Things to do:
(1) In the dog-training thread, which DVD is Angelina watching?
(2) Duplicate the part of the dog-training thread starting at "# Teaching dog" and ending at "her not too!".

Passage shown:
:::::

# Teaching dog to walk with you looking up...



## Angelina (Aug 11, 2011)

Question may be too early...I'm watching the Janice Gunn DVD 1 for puppies and I can see why she does this for show dogs. She teaches them to look up at her arm while walking beside her and to actually look up at treats she holds to get them to mover their bodies different ways...

This is going to require me re-teaching Cannella quite a bit and I'm afraid of teaching her to jump up when I've gone to such great pains to teach her not too!

Is this neccessary for agility and targeting? Or is this more for showing?

thoughts?

Also, do most trainers drop food from their own mouths to the dog? This piece kind of grosses me out....

thanks! K


----------



## Megora (Jun 7, 2010)

If you are doing agility... you might not want her to be focused so deeply on you. It would be preferable that you can recall her attention and focus when needed, but otherwise... <- Hopefully agility peeps will check in here and let you know. 

Focus while playing in obedience, there are two ways to teach this (I do both):

1. The main thing is every time she looks up at you and offers that good behavior, you are FAST with the mark (clicker or "YES" word) and treats/reward/praise. And make sure you release her or are the one to look away.

With my guy he was a 9 week old puppy looking up at my face. And every time he did I was giving him the very excited "good watch" praise and quickly release him so he did not somehow learn that "watch" means looking up and looking away. So walking, around the house, wherever and anywhere - if he looked up at me right in the face, he was praised mightily.

:::::

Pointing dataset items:
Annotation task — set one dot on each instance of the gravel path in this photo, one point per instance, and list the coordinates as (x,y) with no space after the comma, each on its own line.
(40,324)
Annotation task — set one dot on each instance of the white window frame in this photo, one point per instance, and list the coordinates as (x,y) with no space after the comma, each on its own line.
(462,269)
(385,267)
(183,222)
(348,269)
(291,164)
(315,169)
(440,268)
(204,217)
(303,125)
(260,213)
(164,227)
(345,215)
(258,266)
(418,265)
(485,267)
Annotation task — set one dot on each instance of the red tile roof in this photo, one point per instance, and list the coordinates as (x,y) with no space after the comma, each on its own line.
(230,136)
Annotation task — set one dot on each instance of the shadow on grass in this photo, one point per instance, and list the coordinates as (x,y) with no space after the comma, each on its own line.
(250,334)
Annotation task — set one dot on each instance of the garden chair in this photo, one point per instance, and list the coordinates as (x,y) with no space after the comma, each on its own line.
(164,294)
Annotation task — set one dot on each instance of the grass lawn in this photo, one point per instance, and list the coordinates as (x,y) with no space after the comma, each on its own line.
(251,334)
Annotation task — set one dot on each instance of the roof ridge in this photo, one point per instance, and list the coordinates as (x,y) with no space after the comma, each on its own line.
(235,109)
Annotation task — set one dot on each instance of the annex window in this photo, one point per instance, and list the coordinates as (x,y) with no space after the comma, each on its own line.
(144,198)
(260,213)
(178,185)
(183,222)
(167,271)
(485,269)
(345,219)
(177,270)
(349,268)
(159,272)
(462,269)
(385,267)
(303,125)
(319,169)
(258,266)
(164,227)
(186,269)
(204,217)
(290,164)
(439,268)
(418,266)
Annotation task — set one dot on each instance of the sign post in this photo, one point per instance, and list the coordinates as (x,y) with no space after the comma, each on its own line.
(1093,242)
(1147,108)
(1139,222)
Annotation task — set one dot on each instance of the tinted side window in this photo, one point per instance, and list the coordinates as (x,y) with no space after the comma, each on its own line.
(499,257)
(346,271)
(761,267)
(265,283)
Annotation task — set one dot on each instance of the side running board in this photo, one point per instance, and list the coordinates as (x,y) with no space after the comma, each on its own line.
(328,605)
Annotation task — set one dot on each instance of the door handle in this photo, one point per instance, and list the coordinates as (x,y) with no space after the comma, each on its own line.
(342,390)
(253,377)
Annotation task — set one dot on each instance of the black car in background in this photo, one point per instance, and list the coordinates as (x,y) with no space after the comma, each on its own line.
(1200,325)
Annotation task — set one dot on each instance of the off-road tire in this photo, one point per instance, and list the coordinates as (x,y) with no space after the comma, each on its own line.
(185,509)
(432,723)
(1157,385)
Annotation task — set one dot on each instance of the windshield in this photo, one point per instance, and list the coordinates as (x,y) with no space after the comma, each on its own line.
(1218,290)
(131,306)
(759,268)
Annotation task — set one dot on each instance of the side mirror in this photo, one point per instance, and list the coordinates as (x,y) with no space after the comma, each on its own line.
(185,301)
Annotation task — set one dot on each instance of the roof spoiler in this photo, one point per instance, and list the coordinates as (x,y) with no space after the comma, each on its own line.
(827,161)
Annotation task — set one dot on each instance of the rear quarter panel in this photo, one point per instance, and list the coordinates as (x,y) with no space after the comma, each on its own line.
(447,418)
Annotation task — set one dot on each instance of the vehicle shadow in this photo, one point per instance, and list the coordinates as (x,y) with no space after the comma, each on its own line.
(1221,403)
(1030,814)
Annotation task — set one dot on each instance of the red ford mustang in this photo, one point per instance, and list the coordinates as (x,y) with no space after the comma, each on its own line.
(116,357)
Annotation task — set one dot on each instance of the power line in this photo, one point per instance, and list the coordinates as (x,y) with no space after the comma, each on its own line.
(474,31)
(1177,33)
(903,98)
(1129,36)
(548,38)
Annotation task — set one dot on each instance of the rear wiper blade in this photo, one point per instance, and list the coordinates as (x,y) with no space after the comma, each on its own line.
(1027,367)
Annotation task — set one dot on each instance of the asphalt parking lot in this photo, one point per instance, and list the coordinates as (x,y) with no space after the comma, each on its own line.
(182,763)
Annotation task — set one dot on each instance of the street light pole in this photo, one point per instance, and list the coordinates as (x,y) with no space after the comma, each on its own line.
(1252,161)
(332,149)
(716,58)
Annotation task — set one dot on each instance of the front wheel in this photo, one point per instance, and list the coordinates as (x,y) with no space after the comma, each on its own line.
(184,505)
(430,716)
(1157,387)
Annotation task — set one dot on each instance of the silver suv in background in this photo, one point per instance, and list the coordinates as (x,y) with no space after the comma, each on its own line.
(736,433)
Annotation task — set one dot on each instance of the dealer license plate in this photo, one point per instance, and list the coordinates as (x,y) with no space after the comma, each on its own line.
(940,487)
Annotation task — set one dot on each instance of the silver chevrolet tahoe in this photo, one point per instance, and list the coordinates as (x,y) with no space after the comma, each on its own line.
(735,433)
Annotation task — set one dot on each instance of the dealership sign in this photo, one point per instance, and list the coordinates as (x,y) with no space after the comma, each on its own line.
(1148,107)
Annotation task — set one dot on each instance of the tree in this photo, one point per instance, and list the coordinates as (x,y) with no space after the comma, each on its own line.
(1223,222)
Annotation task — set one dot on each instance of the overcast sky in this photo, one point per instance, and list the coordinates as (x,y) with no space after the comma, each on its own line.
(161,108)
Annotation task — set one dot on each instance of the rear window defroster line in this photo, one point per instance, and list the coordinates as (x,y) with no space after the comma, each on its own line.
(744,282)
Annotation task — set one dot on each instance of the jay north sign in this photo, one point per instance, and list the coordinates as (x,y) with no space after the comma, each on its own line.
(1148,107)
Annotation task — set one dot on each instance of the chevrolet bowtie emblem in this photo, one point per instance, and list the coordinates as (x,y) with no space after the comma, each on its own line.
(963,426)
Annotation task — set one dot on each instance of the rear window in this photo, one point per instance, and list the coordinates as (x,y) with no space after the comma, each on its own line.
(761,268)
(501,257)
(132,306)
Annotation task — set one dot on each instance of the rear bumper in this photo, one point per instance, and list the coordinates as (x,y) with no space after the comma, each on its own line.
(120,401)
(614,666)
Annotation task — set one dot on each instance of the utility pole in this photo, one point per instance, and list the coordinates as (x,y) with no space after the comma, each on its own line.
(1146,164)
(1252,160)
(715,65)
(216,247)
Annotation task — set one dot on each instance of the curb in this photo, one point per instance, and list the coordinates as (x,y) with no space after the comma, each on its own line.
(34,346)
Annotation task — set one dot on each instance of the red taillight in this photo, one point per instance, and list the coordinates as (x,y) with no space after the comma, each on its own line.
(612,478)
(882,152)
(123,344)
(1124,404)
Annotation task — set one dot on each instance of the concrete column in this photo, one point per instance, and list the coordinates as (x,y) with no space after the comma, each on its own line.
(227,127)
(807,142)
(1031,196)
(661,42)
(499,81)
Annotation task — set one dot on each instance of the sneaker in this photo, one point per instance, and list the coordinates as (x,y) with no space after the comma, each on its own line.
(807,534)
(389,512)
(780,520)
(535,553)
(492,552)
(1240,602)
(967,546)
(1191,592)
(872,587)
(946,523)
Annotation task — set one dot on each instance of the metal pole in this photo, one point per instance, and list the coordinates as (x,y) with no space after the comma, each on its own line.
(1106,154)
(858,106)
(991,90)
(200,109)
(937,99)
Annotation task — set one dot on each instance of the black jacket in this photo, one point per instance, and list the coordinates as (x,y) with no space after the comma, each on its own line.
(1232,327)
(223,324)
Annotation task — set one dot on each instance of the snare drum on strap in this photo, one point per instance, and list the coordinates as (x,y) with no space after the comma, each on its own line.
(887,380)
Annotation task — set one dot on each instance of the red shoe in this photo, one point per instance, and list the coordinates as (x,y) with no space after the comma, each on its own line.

:::::

Solutions to the tasks:
(1) The Janice Gunn DVD 1 for puppies.

(2)
# Teaching dog to walk with you looking up...



## Angelina (Aug 11, 2011)

Question may be too early...I'm watching the Janice Gunn DVD 1 for puppies and I can see why she does this for show dogs. She teaches them to look up at her arm while walking beside her and to actually look up at treats she holds to get them to mover their bodies different ways...

This is going to require me re-teaching Cannella quite a bit and I'm afraid of teaching her to jump up when I've gone to such great pains to teach her not too!